- PROBLEM DESCRIPTION -
Retype the part of the material that begins with the line containing "Task: return, for" and ends with the line containing "positive clicks: (95, 531)", including both of those lines, with nothing changed.

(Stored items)

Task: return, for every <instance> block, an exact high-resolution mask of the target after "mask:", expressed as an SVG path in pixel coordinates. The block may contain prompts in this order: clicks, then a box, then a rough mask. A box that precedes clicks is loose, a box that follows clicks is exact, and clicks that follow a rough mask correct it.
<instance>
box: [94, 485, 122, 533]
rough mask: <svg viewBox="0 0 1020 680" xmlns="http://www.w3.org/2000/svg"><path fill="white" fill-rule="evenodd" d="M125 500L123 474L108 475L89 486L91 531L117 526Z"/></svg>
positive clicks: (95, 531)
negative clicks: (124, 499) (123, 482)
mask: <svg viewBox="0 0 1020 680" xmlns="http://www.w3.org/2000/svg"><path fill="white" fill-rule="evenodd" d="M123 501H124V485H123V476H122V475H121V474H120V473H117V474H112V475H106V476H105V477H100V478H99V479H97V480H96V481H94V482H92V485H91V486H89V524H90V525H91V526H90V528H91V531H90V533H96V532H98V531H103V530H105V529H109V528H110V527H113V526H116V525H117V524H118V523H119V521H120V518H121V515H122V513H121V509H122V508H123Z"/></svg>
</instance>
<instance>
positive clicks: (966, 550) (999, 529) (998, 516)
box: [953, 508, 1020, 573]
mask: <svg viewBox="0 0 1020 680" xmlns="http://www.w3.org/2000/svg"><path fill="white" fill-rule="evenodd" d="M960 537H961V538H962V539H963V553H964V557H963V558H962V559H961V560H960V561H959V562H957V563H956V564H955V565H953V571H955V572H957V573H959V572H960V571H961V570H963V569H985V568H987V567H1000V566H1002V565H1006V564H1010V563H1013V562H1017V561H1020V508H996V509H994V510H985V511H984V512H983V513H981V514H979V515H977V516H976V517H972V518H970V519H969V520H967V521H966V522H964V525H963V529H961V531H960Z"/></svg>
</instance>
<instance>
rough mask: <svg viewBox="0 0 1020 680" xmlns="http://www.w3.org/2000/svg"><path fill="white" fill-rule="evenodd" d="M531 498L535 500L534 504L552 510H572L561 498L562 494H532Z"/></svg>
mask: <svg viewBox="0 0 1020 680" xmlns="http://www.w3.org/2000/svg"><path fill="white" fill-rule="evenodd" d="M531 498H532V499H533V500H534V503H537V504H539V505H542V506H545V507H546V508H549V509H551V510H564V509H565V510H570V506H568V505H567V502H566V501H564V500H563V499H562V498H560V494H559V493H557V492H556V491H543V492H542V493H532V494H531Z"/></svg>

---

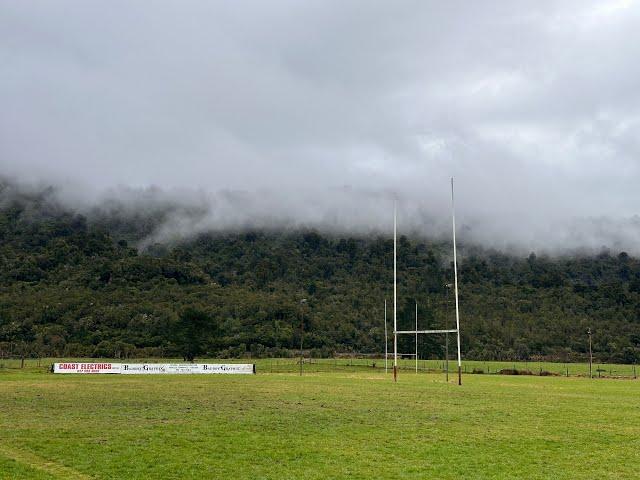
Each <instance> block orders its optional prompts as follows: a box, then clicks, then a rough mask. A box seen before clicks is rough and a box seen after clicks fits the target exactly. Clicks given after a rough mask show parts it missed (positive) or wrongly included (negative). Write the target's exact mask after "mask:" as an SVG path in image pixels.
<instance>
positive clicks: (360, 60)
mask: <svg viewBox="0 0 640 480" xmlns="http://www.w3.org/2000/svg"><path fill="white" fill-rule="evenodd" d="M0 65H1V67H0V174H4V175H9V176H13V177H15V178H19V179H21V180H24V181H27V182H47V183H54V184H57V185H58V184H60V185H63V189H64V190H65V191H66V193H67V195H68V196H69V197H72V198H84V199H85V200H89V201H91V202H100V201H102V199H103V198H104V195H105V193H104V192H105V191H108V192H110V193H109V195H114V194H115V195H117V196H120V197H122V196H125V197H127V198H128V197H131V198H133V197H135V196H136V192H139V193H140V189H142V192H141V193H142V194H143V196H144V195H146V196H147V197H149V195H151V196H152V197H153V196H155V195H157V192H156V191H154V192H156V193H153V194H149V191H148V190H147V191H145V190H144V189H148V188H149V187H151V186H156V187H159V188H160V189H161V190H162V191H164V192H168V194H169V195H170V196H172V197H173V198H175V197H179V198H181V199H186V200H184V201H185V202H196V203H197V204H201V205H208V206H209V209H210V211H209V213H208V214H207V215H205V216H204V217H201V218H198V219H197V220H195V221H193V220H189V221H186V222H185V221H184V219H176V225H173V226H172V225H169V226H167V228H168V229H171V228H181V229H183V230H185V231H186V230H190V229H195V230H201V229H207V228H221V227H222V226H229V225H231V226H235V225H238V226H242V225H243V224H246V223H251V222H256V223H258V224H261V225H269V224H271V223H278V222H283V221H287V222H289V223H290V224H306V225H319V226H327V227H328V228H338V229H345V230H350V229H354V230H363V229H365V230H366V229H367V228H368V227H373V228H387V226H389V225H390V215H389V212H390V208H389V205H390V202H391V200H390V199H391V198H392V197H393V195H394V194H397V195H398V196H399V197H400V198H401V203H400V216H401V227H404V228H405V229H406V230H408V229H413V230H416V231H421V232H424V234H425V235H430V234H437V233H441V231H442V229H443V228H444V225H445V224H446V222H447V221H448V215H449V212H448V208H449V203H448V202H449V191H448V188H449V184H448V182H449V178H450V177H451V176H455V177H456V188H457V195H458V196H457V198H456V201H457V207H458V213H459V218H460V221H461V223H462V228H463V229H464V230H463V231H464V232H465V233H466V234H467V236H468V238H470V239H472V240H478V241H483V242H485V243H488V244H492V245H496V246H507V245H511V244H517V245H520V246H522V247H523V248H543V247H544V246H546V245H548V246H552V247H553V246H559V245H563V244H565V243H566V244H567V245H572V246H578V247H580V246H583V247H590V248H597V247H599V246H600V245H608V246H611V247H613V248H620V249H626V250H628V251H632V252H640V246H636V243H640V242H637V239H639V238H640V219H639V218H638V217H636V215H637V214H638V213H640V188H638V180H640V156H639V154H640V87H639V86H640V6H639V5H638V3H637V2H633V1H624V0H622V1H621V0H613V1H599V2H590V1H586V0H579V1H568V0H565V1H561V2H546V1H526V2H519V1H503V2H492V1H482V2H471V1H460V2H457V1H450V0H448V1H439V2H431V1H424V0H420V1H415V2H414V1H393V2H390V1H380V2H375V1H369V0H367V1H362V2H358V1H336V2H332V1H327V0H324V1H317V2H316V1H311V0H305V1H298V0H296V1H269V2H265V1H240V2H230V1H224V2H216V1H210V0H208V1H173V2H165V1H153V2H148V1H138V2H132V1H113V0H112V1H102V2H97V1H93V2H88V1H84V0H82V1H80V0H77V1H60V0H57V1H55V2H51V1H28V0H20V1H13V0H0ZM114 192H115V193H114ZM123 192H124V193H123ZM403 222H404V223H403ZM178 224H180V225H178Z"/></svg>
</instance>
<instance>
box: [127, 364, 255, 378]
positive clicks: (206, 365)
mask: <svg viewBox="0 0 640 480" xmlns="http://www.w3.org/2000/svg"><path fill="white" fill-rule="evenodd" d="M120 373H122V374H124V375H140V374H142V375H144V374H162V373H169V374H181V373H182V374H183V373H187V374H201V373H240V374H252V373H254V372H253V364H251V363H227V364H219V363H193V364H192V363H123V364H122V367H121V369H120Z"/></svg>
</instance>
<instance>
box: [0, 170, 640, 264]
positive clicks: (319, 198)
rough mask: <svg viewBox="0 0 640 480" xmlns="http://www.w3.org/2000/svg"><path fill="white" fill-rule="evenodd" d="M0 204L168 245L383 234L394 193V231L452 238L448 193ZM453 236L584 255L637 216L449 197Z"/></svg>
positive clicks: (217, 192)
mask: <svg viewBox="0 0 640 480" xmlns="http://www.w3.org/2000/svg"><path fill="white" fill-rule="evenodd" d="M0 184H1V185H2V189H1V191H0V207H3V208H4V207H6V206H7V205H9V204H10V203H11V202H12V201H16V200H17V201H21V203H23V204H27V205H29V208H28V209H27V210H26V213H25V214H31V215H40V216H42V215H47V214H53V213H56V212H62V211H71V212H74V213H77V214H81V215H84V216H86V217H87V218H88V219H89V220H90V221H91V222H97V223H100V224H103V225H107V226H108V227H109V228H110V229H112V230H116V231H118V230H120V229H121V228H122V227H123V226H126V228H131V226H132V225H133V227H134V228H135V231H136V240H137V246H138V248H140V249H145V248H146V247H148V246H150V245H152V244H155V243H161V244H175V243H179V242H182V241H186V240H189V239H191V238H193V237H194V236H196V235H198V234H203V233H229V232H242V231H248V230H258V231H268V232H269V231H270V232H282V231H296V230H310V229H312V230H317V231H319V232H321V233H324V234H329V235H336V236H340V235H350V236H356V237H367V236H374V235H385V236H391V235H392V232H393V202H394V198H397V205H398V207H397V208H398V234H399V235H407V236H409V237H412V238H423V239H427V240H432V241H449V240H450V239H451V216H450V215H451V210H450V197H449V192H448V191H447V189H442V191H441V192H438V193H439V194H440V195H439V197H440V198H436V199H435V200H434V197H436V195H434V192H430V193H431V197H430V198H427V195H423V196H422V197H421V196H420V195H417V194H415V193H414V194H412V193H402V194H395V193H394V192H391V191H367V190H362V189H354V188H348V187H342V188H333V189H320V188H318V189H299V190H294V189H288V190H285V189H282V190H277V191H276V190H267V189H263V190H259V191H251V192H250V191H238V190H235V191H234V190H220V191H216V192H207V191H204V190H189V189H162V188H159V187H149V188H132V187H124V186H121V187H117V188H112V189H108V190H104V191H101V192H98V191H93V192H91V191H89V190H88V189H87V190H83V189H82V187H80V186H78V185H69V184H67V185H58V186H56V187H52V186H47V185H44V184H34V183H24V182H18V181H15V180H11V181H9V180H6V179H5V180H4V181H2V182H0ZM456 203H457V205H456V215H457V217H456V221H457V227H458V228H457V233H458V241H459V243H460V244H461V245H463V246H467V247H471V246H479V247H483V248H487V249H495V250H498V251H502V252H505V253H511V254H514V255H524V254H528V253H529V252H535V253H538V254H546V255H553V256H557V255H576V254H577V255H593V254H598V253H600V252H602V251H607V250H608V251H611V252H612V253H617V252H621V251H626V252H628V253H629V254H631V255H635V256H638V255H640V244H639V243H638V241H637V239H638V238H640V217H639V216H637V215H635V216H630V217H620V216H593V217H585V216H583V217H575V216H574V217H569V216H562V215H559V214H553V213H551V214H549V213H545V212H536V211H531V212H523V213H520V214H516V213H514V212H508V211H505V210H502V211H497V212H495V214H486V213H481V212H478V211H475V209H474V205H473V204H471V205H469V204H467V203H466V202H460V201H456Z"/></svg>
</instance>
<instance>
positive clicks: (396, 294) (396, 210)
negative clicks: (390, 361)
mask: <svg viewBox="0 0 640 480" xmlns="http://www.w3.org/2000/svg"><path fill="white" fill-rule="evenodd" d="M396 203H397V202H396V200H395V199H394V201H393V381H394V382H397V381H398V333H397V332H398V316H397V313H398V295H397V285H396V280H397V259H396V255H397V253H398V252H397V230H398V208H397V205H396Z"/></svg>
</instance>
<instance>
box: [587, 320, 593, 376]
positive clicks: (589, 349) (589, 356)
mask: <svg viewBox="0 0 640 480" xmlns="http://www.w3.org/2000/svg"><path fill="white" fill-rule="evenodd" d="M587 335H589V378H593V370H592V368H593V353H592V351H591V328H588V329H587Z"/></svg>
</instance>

- ANSWER TO THE EXERCISE -
Task: return, for every <instance> block, an exact high-resolution mask of the target after "mask:", expressed as an SVG path in pixel coordinates. The block may contain prompts in this order: clicks, then a box, then a rough mask. A box that precedes clicks is loose, a box that follows clicks is exact, and clicks that follow a rough mask correct it.
<instance>
box: [94, 485, 122, 533]
rough mask: <svg viewBox="0 0 1020 680" xmlns="http://www.w3.org/2000/svg"><path fill="white" fill-rule="evenodd" d="M125 500L123 474L108 475L89 486L91 531L117 526Z"/></svg>
positive clicks: (95, 531)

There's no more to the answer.